*** Data to examine Section Begins ***

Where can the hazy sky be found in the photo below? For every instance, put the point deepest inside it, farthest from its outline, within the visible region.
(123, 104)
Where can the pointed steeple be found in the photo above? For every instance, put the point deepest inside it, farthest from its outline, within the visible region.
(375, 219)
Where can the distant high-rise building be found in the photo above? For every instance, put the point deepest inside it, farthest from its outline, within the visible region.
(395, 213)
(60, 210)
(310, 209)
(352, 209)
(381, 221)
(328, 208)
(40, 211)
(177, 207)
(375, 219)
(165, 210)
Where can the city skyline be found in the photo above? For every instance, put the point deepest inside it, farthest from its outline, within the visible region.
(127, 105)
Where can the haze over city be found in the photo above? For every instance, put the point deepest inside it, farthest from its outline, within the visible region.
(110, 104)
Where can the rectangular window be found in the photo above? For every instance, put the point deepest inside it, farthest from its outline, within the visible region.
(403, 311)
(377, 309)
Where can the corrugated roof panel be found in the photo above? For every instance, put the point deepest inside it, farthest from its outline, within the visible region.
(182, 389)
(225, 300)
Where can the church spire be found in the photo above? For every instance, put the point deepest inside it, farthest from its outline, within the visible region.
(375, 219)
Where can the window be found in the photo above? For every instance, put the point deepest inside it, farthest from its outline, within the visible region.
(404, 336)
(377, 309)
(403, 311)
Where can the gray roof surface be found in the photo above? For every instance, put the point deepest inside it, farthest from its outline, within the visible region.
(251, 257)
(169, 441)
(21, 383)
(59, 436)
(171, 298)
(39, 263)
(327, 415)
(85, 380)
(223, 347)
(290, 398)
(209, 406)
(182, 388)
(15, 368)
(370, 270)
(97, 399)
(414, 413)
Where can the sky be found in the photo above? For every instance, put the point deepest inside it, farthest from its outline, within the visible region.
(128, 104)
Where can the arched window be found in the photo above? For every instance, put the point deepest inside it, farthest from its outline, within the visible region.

*** Data to examine Section Ends ***

**Exercise goal:**
Would you return all of the data exactly as given?

**Result:**
Where can the hazy sky be found in the photo below? For every instance, put the point deepest inside it, farthest from its outline, within the visible region.
(123, 104)
Where can the pointed steeple be found in the photo above? For every instance, put the point deepest inside it, farthest from its outline, within the visible region.
(375, 219)
Where can the distant high-rise building be found in the photo above? For every instance, put the point deepest inside it, farthest from its outline, within the visible region.
(395, 213)
(60, 210)
(310, 209)
(352, 209)
(381, 221)
(328, 208)
(40, 211)
(177, 207)
(375, 219)
(165, 210)
Where can the city skyline be found in the photo above? For every instance, put the point deepest inside it, farthest from its outline, within the visible region.
(127, 105)
Where can the haze over city be found in the photo above? For every instance, put the point deepest inside it, farthest from its outline, within the visible region.
(110, 104)
Where can the rectangular window be found in the photo above? For every instance, put the point deepest inside it, farthest from its outline, within the visible region.
(403, 311)
(377, 309)
Where can the corrugated roof panel be found in the photo above? For every instance, put the point deepest inside it, farthest from its outline, within the visible region.
(182, 389)
(225, 300)
Where can the church spire be found in the photo above? For every instance, put the point deepest inside it, farthest from its outline, within the visible region.
(375, 219)
Where can the window be found in the photo above? For every instance, put the point deepest inside it, farthest from its outline, within the visible region.
(404, 336)
(377, 309)
(403, 311)
Where can the gray roof surface be found in the photo above? For every instance, put the point deepest inside it, farthest from its outline, within the visible region.
(251, 257)
(169, 441)
(21, 383)
(59, 436)
(171, 298)
(39, 263)
(327, 415)
(85, 380)
(223, 347)
(290, 398)
(209, 406)
(182, 388)
(15, 368)
(370, 270)
(97, 399)
(414, 413)
Where can the sky be found in the photo above? For every instance, put the point deepest inside it, farthest from its outline, within the visible region.
(128, 104)
Where can the arched window be found in the photo above? For every instance, put the point deepest inside it, farthest from its outline, within the visible region.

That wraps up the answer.